*Vorliegender Text:*
((

Seit Tagen beobachten wir schon mit viel Spannung die Eiskarte. Was nach ein paar schön bunten Quadratzentimetern aussieht, sind tatsächlich hunderte Meilen Treibeis, das sich im Rossmeer erstreckt, vor allem im nördlichen Rossmeer. Gelb ist nicht vitaminreiche Zitrone, sondern halb offenes Wasser. Violett ist keinesfalls Heidelbeere, sondern eine geschlossene Packeisdecke, viel härter als eine schwarzbraune Haselnuss und ganz und gar ungenießbar.
In der Arktis schwindet das Eis, in der Antarktis schlägt es Rekorde. Das Rossmeer hat viel Eis diesen Sommer.
Das hält uns alle hier auf der Ortelius seit Tagen in Atem, alle beugen sich regelmäßig über die Eiskarten, verfolgen die Entwicklung, diskutieren, was all die Farben für uns bedeuten können. Der Grad der Erfahrung, mit der das an Bord diskutiert wird, variiert, wie auch die von Shackleton so gepriesene Geduld. Die Eiskarten sind immer grob, oft enthalten sie Fehler, und was sich in den nächsten Tagen tut, wissen auch die Satelliten nicht.

))

Quelldaten:

((

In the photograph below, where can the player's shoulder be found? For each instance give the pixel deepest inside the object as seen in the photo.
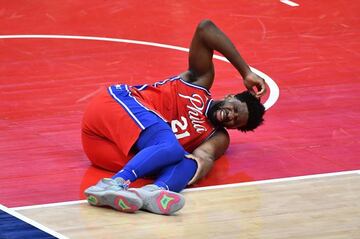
(186, 80)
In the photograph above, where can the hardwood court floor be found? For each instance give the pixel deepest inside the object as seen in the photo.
(326, 207)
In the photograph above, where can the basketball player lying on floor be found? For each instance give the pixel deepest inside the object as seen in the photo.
(150, 129)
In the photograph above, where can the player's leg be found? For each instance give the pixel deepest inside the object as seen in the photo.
(108, 192)
(157, 148)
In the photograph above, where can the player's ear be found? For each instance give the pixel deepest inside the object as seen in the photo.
(229, 96)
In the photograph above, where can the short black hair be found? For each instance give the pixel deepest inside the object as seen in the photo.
(255, 108)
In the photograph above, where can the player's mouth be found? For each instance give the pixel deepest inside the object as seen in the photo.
(221, 115)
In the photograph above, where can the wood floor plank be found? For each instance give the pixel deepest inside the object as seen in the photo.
(326, 207)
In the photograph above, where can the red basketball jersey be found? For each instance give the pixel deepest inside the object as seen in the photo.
(183, 105)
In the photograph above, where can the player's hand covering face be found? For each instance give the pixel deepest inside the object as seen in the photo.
(230, 113)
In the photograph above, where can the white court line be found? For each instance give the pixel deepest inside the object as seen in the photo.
(233, 185)
(32, 222)
(290, 3)
(274, 89)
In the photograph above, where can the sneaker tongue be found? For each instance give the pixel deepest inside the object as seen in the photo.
(151, 187)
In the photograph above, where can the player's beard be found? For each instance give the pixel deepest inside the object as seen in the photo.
(212, 113)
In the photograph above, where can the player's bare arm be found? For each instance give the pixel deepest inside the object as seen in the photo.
(208, 152)
(207, 38)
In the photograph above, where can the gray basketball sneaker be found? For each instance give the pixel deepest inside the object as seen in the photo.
(158, 200)
(113, 193)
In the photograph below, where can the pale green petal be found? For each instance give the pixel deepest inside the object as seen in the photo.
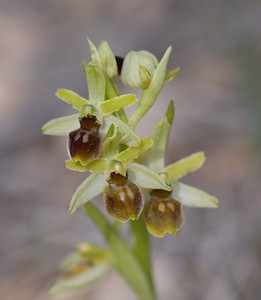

))

*Aufgabenliste:*
A: Beantworten Sie anhand des Textes über die Eiskarten im Rossmeer diese Fragen:
(i) Wofür steht auf der Eiskarte die Farbe Gelb?
(ii) Wo schlägt das Eis laut Text Rekorde?
(iii) Wo befinden sich alle, die sich regelmäßig über die Eiskarten beugen?
B: Greifen Sie den Text über die Eiskarten im Rossmeer auf, und setzen Sie ihn im Anschluss an seinen letzten Satz fort.
Die Zeilen sind für die Bearbeitung nicht erforderlich.

*Ergebnisse:*
A:
(i) Für halb offenes Wasser.
(ii) In der Antarktis.
(iii) Auf der Ortelius.

B:
Apropos Shackleton. Am 20. Januar 1914 saß die Endurance im Weddell-Meer im Eis fest. Das ist genau heute vor 100 Jahren.
So bleiben wir gespannt. Die ersten Eisschollen driften um das Schiff herum. In der Sonne ein wunderbarer Anblick.
18.-20. Januar 2015 – Wie Shackleton schon sagte, die wichtigste Eigenschaft für Polarfahrer ist Geduld. Und wenn es hier natürlich nicht um einen antarktischen Winter in einer kleinen Hütte geht, wo alle monatelang zusammen um einen Tisch sitzen, sondern nur um einige Tage auf See, so reicht das doch völlig aus, um die Uhren langsamer gehen zu lassen. Manchem fällt das vielleicht gar nicht leicht, aber ich glaube, die meisten genießen es. Zuhause stehen viele ständig unter Strom, immer erreichbar, Dauerstress. Wann hat man den Luxus, stundenlang dem Wind hinterherschauen zu können, darauf wartend, dass gelegentlich einer der nun selteneren Kap- oder Riesensturmvögel vorbeizieht? Sogar ein Wanderalbatros wurde neulich zu früher Stunde gesichtet, fernab der Konvergenz, aber diesen ewigen Wanderern ist ja kein Weg zu lang.
Jeder Tag ist anders. Einen Tag war der Wind kräftig genug, um den einen oder anderen Magen von seinem Inhalt zu befreien, ein Tag war grau, rund ums Schiff schien kaum noch eine Welt zu existieren. Einen Tag, es war nach Verlassen von Peter I Island, hatten wir einige Sichtungen von Schwertwalherden. Heute früh brachen die Rücken von Zwergwalen durch die Wellen, wie um ein paar der eher seltenen Sonnenstrahlen einzufangen.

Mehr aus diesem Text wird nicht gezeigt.